TASK: Every line below that holds the string "white" must be copied.

THE DATA:
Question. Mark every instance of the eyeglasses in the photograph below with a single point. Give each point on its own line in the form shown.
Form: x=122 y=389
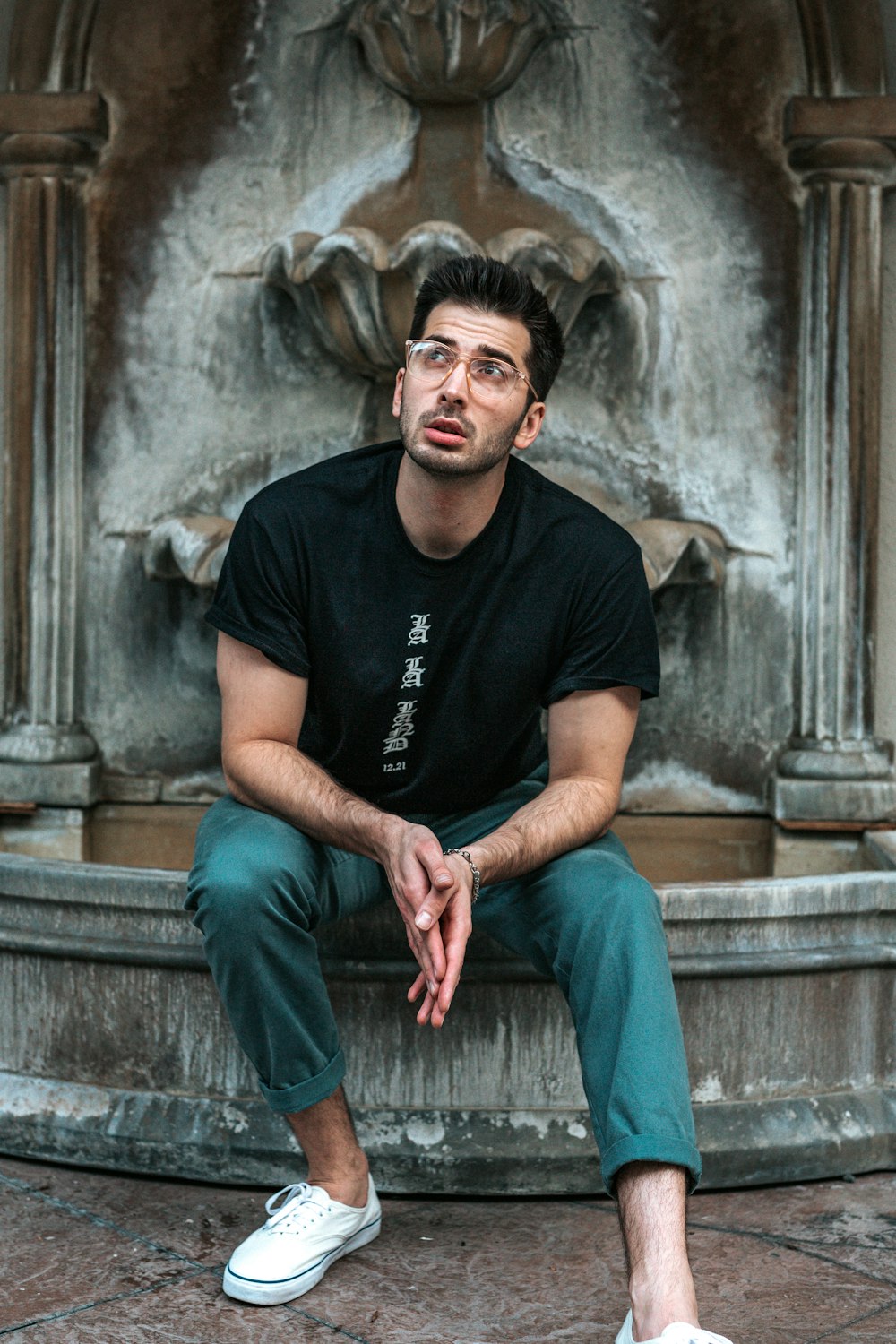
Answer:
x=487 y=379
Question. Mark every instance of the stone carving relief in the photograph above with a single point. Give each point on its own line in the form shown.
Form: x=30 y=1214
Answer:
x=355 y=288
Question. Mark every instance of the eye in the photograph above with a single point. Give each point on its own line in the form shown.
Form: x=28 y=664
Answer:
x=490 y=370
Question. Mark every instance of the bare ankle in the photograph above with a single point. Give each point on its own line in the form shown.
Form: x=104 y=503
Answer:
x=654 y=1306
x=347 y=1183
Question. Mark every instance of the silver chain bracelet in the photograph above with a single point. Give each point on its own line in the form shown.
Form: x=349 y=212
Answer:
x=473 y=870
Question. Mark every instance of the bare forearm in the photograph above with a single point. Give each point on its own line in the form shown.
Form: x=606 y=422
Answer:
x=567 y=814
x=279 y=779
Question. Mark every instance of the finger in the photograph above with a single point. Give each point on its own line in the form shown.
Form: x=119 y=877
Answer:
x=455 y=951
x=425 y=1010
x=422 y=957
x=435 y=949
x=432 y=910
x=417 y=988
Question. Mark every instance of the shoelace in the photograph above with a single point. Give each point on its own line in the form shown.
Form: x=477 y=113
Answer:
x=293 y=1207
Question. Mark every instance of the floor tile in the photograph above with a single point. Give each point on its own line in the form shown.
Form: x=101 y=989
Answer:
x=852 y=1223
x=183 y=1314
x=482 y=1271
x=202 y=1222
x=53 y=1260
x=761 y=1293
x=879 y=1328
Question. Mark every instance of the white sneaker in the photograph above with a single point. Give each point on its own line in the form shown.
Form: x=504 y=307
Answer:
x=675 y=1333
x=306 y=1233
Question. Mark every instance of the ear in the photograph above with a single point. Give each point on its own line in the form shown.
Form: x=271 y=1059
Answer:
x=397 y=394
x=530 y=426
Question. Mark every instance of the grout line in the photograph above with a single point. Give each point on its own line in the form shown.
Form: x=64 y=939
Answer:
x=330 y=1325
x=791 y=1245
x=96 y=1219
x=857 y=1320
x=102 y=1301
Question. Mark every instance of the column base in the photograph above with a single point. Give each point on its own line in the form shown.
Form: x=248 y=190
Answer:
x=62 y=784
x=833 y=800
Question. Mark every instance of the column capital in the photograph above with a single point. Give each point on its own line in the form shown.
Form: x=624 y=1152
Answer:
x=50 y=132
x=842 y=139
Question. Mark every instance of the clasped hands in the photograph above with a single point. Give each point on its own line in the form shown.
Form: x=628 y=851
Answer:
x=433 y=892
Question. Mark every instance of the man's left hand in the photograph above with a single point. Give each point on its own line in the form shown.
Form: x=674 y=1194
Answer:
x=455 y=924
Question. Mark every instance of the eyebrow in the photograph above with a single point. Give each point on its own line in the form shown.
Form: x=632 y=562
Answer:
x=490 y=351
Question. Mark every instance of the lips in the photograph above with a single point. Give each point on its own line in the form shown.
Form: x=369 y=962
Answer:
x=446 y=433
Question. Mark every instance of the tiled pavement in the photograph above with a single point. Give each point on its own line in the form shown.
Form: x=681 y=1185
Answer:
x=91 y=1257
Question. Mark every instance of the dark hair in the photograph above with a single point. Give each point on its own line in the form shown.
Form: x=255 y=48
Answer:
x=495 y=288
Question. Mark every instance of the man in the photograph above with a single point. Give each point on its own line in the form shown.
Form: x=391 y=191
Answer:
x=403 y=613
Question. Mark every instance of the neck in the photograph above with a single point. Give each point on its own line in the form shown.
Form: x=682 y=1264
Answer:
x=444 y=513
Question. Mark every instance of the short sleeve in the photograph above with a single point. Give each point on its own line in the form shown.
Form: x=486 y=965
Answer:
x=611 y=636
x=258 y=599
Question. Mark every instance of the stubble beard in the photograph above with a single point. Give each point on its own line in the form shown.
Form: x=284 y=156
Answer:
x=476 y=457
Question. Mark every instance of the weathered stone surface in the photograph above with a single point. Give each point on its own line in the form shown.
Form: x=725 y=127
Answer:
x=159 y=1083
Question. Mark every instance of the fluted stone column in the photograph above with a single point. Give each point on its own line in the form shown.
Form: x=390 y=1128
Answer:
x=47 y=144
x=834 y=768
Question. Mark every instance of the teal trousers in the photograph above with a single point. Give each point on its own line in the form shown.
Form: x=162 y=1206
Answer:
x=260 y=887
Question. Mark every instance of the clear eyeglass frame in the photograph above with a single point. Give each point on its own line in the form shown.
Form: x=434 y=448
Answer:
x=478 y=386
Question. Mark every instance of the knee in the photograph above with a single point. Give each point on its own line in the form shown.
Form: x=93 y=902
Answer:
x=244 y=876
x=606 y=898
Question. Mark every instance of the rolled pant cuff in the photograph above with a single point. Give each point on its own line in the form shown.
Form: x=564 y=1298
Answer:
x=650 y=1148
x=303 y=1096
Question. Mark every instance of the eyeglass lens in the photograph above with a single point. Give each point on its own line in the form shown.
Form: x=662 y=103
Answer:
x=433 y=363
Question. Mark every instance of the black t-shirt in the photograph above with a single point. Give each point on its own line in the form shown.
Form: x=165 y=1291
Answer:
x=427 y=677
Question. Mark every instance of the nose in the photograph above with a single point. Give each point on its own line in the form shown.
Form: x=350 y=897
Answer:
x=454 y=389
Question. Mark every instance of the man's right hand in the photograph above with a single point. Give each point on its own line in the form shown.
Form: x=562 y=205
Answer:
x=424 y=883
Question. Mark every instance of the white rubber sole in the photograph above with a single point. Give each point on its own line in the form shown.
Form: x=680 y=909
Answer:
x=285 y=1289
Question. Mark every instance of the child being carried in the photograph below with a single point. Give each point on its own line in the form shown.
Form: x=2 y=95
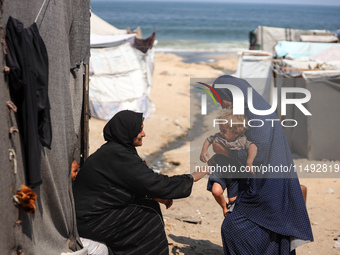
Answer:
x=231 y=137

FINISHED EXERCISE:
Question. Mark every instance of the white sneaker in the photograph above with a single point. Give each point on its own line in the form shown.
Question. Mark every instance of the white rubber sole in the photograph above with a single point. Give each point on its own line in the form shown.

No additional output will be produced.